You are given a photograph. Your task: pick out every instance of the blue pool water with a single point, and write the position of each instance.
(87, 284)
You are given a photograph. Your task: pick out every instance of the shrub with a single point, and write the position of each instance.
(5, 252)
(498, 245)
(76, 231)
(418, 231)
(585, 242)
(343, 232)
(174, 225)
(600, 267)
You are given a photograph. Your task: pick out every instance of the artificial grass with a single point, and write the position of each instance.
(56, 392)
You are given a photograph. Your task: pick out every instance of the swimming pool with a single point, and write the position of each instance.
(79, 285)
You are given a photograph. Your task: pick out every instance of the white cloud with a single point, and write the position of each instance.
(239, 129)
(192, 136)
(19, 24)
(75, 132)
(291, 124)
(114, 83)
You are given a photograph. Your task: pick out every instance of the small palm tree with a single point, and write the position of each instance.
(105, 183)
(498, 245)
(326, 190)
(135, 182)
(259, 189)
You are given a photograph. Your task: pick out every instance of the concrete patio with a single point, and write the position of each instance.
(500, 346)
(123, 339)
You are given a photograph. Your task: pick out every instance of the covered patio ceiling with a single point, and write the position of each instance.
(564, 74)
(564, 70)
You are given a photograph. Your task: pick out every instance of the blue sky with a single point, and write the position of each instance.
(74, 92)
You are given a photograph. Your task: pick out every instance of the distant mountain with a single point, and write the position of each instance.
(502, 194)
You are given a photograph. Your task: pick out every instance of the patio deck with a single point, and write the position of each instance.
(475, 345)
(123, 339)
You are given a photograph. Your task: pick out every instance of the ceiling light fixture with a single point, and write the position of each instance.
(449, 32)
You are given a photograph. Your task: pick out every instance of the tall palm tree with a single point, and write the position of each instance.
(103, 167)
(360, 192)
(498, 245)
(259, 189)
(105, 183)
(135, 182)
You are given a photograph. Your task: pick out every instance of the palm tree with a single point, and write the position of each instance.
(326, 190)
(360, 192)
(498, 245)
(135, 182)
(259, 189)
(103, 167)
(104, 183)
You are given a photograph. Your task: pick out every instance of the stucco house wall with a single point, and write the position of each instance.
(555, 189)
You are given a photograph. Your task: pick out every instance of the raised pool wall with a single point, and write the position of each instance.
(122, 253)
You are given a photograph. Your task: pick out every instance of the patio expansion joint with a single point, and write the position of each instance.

* * *

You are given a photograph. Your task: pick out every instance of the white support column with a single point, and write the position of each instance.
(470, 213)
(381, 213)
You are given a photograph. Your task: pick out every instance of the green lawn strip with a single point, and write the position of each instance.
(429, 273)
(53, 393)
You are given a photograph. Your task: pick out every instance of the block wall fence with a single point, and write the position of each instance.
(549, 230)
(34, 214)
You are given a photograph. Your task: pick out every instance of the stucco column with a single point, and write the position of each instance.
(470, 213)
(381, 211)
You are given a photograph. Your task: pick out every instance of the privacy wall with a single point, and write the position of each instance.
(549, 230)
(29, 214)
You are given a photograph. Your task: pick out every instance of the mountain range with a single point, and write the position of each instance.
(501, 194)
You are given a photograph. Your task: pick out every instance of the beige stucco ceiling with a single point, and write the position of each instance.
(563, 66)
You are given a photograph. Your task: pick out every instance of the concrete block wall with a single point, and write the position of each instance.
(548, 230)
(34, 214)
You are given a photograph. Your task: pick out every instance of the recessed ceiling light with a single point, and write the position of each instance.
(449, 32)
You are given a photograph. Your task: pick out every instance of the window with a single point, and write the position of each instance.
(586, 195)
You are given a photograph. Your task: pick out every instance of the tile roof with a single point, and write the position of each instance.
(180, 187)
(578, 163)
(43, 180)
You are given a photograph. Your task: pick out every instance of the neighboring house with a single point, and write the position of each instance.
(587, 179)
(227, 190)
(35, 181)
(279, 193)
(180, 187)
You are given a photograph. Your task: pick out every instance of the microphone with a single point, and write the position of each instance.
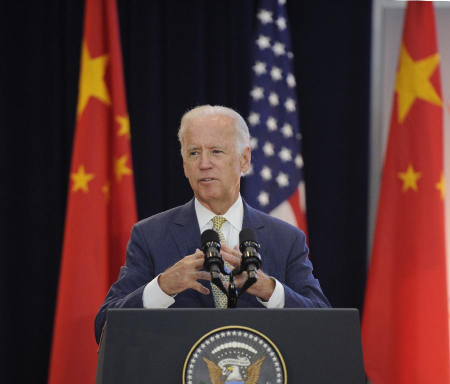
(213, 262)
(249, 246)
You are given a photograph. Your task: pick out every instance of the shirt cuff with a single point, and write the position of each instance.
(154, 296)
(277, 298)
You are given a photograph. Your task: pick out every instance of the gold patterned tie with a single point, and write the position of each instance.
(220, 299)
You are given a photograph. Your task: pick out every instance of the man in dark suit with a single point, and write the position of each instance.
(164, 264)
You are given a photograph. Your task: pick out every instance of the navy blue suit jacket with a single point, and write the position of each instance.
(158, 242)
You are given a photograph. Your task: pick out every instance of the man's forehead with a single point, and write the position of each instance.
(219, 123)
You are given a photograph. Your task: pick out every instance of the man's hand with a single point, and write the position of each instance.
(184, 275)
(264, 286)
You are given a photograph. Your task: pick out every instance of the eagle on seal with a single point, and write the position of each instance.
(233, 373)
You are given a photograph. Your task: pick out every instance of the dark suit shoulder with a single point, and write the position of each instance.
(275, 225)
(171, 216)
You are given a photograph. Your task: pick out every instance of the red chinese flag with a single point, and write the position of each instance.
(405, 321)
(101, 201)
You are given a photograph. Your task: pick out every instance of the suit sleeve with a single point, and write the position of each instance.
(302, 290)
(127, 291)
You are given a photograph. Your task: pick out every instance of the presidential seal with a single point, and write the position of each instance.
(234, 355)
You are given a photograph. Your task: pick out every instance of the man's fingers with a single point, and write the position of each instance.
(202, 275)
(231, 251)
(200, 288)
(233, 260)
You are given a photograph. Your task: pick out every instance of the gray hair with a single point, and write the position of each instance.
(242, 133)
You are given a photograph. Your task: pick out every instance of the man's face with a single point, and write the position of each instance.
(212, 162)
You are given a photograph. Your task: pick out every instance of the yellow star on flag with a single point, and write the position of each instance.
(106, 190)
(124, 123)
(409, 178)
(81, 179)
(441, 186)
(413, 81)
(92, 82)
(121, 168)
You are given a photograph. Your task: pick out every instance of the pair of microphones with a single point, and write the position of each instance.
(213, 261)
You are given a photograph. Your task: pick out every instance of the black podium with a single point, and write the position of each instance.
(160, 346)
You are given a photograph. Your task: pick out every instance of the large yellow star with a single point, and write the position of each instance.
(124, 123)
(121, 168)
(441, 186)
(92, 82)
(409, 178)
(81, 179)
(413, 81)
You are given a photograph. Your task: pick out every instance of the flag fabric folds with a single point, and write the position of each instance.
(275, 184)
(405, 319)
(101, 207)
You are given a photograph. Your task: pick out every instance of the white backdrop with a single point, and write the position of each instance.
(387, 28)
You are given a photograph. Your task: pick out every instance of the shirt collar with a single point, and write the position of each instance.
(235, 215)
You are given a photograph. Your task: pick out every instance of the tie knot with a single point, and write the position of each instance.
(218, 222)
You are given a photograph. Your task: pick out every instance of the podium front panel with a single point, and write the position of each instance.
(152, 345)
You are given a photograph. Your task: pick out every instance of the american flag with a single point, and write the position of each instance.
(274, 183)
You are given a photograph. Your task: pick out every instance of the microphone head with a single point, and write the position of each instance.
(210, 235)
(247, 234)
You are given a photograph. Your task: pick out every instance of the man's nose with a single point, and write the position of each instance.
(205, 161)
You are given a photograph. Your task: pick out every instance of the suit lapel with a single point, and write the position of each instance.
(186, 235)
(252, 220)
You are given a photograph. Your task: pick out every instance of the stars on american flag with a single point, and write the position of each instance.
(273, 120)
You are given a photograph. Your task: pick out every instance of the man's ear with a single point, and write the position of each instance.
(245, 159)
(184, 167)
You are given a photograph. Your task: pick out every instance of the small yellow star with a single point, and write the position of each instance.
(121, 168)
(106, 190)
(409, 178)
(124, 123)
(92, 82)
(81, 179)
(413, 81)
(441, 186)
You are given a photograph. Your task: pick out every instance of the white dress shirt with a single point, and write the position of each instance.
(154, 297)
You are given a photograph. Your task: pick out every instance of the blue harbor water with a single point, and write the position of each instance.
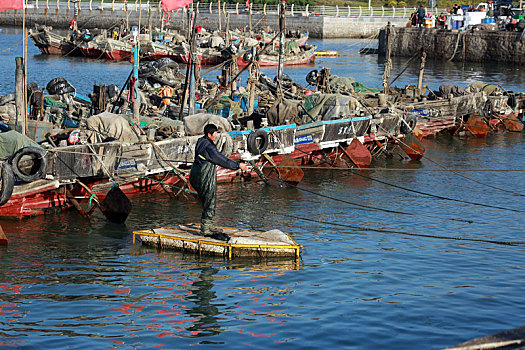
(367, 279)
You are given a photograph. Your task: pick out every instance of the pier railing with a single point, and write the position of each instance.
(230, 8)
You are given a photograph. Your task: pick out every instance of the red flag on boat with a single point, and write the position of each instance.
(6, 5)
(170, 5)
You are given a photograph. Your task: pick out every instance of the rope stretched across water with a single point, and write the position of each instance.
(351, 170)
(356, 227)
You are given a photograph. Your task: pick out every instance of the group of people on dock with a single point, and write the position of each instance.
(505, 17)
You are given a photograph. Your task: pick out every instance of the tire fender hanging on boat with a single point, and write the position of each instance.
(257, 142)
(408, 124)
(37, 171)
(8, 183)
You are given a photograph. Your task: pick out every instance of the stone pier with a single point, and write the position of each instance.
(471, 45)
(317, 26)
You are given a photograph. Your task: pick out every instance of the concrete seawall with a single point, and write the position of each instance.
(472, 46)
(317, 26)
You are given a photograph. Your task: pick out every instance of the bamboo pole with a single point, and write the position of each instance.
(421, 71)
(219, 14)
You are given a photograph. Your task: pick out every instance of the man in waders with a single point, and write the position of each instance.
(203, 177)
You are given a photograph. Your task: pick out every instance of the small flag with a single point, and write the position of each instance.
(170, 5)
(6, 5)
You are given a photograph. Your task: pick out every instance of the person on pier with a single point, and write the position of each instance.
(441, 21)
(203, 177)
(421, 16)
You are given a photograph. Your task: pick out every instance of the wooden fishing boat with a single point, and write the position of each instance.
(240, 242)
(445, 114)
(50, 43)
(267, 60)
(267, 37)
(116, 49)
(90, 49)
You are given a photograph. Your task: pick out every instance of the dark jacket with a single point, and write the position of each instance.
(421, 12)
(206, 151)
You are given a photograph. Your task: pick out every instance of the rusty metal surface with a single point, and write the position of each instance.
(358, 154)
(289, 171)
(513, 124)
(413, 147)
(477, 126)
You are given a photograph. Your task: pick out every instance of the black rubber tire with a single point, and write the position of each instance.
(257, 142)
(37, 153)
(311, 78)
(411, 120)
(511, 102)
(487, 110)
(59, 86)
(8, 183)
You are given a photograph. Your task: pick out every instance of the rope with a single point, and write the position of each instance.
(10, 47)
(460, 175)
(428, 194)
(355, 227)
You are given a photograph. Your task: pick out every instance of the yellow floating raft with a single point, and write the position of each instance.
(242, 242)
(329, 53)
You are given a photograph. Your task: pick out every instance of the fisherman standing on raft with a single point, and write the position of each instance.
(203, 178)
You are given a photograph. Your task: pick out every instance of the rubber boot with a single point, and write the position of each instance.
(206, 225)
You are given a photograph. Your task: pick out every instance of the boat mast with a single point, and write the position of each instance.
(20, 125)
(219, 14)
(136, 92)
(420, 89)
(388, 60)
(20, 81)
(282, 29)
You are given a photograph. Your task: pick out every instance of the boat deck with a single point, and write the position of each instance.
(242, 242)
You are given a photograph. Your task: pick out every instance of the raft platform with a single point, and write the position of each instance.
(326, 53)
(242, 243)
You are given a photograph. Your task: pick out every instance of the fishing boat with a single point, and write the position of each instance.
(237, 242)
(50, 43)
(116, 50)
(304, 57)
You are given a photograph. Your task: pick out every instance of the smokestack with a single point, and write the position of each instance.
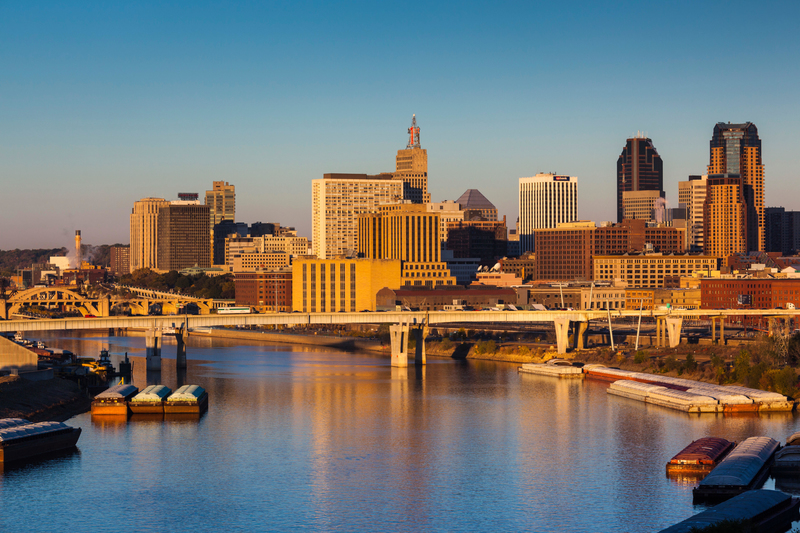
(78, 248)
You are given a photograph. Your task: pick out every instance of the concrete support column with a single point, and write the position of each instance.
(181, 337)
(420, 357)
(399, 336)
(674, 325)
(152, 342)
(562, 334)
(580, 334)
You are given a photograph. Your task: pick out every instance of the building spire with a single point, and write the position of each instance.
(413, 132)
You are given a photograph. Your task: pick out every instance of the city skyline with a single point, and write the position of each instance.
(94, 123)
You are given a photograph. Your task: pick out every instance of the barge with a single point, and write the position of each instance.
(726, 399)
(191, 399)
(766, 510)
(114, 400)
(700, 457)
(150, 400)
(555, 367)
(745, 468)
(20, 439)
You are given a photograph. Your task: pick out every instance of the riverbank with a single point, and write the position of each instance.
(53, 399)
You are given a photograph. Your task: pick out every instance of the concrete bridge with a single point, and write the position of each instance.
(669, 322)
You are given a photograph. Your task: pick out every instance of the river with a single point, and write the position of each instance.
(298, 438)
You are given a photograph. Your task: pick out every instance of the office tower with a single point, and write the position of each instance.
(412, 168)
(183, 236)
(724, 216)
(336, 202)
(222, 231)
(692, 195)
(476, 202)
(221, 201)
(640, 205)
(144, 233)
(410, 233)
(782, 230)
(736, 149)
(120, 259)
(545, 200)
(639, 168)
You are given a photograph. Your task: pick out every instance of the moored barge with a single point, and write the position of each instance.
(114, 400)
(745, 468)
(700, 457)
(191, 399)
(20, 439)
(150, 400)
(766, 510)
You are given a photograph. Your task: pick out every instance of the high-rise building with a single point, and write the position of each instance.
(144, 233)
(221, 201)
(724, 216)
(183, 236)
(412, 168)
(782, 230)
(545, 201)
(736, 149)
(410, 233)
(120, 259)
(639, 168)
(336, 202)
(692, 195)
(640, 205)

==

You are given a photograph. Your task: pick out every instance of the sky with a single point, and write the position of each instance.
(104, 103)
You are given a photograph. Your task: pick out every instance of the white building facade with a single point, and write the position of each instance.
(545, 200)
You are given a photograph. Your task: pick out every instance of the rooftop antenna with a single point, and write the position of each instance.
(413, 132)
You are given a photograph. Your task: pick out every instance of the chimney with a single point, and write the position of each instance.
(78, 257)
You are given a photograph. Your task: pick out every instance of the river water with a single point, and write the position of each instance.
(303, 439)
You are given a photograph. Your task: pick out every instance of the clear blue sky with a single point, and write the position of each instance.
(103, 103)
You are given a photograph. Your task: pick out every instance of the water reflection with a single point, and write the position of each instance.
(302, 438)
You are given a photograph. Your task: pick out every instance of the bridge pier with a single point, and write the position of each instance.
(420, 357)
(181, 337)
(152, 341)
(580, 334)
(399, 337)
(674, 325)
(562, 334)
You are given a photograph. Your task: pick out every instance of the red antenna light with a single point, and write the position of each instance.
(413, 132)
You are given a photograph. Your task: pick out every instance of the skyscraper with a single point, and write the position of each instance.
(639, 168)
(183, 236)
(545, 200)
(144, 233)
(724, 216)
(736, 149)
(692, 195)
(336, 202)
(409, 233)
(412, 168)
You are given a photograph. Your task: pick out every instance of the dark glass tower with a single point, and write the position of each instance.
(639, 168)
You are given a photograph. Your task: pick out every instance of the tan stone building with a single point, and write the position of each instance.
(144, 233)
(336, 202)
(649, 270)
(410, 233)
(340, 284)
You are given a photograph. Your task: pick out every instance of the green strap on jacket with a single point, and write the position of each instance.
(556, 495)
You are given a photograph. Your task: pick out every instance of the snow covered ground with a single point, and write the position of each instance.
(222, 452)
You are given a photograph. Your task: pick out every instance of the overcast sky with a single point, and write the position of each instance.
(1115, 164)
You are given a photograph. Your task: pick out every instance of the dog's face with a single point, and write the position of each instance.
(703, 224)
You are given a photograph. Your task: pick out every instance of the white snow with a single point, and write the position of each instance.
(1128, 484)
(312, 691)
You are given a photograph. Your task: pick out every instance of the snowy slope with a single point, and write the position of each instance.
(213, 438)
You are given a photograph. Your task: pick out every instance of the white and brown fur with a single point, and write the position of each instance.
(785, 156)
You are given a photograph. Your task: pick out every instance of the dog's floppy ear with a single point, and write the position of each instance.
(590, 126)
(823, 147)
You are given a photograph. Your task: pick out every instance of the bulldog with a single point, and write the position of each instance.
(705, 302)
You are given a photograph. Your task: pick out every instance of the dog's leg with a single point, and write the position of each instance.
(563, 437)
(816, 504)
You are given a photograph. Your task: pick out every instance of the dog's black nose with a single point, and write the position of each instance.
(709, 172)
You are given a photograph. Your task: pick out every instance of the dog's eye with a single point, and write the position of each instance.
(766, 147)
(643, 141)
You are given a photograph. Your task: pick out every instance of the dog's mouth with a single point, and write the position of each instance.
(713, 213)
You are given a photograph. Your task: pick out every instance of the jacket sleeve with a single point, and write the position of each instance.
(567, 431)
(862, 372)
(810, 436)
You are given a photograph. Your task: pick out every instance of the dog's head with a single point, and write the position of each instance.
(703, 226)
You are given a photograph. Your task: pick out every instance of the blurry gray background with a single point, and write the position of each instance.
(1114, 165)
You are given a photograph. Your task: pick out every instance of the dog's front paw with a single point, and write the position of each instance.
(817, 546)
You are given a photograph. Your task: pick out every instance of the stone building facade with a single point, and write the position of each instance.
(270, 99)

● **Given problem**
Please identify every line in the items above that contains the word "front", and copy each of those lines in full. Case matters when matching.

● **Solution**
You are given a photograph. Your task: pick out every instance of the podium front panel with a single point, and write the position of each instance.
You are given a photograph. Your task: pick out every instance of the dog's front paw with a single point, and write the position of each instance.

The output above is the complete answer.